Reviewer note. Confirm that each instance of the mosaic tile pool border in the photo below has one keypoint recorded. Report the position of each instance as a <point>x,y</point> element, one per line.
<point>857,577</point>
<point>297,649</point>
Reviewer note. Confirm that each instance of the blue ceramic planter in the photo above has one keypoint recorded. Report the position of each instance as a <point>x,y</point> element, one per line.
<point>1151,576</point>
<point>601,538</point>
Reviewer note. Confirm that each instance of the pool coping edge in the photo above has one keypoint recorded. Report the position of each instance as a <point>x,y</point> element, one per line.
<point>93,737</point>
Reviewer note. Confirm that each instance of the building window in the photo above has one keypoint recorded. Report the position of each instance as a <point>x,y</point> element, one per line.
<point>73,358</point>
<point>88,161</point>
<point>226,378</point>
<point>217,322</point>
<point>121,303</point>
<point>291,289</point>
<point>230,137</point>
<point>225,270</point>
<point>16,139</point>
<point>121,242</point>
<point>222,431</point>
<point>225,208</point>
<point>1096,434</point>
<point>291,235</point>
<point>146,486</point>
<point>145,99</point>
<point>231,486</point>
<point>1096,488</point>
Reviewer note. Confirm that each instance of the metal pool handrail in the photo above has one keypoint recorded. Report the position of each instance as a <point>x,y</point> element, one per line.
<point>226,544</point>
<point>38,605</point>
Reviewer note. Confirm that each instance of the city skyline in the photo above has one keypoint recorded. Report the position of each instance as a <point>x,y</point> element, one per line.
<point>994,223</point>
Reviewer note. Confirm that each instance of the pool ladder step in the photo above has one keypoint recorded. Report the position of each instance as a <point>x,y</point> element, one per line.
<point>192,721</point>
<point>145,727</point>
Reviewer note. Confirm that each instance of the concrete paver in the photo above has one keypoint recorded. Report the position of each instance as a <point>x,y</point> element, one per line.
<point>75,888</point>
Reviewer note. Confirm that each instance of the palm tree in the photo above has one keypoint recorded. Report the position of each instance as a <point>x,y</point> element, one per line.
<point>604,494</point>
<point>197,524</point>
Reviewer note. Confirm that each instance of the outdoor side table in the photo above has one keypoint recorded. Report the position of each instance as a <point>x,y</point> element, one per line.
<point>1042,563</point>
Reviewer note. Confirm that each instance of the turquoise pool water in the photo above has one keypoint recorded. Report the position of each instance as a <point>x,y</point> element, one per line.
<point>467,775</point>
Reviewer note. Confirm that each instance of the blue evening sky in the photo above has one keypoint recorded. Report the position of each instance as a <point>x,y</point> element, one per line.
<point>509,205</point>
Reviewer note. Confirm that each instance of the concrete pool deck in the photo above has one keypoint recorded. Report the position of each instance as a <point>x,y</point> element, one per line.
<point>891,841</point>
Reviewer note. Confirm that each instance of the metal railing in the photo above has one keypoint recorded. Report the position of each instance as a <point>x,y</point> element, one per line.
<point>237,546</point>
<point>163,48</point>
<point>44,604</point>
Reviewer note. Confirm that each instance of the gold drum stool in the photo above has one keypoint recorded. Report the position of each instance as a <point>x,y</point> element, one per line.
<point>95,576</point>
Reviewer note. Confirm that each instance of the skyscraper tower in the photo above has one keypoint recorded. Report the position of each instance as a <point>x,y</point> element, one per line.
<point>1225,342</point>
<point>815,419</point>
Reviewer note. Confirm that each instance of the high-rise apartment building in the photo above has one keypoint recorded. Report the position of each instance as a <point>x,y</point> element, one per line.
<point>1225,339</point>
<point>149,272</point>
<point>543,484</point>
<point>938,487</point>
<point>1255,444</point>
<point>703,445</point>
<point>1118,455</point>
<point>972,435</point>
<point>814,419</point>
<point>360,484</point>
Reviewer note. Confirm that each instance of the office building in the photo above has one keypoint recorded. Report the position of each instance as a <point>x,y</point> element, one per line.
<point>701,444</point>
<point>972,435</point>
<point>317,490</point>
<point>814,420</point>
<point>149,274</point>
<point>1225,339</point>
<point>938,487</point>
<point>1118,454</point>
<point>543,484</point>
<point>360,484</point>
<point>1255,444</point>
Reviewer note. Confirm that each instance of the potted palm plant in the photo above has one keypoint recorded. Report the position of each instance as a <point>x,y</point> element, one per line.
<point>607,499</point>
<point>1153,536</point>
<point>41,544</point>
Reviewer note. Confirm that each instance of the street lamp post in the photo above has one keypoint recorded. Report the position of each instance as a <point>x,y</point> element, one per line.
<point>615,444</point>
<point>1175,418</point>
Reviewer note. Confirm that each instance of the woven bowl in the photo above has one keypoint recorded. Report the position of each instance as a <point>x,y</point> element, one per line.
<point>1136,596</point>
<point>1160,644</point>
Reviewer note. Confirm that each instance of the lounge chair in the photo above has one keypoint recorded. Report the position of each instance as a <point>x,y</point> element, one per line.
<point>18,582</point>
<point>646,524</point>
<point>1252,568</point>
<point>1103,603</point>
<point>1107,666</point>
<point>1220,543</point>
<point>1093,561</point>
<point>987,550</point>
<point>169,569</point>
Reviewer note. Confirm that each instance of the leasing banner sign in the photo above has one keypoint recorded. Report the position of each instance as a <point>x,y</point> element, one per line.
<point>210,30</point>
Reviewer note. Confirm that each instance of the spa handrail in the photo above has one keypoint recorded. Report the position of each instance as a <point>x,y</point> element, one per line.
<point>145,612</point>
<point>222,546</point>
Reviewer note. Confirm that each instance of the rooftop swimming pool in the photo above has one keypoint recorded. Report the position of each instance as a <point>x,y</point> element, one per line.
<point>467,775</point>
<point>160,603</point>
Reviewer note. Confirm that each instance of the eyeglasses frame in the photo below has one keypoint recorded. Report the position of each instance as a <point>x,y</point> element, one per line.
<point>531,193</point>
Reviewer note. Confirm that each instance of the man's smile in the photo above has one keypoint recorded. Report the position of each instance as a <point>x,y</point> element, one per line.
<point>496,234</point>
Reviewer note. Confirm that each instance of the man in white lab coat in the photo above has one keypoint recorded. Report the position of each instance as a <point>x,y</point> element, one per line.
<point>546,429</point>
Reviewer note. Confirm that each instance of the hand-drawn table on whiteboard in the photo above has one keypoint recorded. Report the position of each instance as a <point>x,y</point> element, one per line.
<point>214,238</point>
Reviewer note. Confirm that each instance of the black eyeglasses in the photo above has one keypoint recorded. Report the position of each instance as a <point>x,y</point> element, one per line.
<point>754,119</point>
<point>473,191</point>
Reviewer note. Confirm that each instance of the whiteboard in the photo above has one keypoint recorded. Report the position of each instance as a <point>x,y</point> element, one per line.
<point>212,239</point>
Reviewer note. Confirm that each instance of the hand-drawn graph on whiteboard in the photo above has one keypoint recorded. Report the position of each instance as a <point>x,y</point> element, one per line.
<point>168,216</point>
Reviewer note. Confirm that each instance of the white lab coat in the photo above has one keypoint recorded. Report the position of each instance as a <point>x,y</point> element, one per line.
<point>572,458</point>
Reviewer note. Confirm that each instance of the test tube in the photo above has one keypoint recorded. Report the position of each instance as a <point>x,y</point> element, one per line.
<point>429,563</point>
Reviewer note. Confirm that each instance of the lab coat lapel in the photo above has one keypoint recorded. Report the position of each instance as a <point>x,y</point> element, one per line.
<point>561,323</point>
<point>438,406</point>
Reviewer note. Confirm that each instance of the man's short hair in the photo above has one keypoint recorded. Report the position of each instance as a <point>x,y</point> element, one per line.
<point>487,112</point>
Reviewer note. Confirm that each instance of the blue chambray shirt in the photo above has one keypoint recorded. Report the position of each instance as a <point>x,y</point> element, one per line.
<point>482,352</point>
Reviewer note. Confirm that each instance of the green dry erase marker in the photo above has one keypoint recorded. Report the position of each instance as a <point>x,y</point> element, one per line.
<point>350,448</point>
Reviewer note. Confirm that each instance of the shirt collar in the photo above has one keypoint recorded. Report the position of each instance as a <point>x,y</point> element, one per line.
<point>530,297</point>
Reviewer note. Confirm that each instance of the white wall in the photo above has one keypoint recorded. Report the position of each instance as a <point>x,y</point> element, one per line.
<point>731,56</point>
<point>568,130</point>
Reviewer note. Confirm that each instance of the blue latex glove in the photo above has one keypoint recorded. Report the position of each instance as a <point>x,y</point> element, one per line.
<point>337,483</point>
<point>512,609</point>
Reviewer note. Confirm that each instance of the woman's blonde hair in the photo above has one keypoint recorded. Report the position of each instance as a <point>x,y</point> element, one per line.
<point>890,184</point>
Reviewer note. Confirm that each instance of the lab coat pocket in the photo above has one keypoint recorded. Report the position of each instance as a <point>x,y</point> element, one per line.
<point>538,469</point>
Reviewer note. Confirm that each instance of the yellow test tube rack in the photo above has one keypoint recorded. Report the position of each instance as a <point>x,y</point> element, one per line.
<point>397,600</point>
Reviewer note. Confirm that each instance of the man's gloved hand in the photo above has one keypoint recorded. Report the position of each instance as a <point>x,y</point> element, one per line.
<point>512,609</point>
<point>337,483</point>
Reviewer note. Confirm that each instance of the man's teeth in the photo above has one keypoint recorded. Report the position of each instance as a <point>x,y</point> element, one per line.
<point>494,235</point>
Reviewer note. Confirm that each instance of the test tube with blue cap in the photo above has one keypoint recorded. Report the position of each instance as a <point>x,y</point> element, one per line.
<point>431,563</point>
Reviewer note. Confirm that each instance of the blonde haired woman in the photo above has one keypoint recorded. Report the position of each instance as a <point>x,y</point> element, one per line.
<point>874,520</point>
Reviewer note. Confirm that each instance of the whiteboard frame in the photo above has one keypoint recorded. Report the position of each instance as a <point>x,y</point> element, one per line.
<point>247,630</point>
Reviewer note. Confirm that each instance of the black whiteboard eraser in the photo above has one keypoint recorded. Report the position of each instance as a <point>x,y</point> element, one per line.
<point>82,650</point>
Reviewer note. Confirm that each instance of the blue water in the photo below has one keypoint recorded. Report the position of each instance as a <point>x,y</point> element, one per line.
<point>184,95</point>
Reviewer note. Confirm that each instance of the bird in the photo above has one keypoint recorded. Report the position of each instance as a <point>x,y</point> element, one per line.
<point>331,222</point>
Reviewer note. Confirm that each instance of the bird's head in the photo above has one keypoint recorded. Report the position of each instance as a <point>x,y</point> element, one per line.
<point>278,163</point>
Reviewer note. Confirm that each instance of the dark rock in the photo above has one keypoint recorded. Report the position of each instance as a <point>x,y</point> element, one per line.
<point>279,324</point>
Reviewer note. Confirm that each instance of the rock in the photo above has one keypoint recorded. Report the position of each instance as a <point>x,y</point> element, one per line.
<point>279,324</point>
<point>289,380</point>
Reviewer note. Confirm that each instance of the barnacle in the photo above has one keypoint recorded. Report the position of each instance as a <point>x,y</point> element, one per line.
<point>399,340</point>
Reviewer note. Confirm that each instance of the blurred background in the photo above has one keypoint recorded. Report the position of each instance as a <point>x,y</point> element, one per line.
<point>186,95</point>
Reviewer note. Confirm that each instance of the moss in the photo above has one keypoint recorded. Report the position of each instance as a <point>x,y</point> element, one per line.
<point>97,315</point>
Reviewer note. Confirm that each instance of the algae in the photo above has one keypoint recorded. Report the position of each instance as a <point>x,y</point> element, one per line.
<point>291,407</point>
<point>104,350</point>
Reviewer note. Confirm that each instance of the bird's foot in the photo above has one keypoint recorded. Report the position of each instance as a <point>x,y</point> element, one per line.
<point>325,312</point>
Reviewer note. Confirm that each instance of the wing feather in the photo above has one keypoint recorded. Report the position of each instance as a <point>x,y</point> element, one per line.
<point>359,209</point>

____

- [Istruzione]
Ricopia fedelmente le righe delle voci qui sopra, da quella che contiene "Reviewer note. Confirm that each instance of the algae" fino alla fine delle voci, estremi inclusi.

- [Risultato dell'esercizio]
Reviewer note. Confirm that each instance of the algae in the photo above has one keypoint recorded. Report the position of each instance as a <point>x,y</point> element, one per line.
<point>291,407</point>
<point>104,350</point>
Reviewer note. Confirm that each instance of the bird's foot in the photo above has one keypoint recorded. Report the position of each instance as a <point>x,y</point> element, one per line.
<point>325,312</point>
Reviewer note. Confirm that each instance of the wing feather in the photo above has one keypoint recorded. Report the position of each instance as a <point>x,y</point> element, one per line.
<point>359,209</point>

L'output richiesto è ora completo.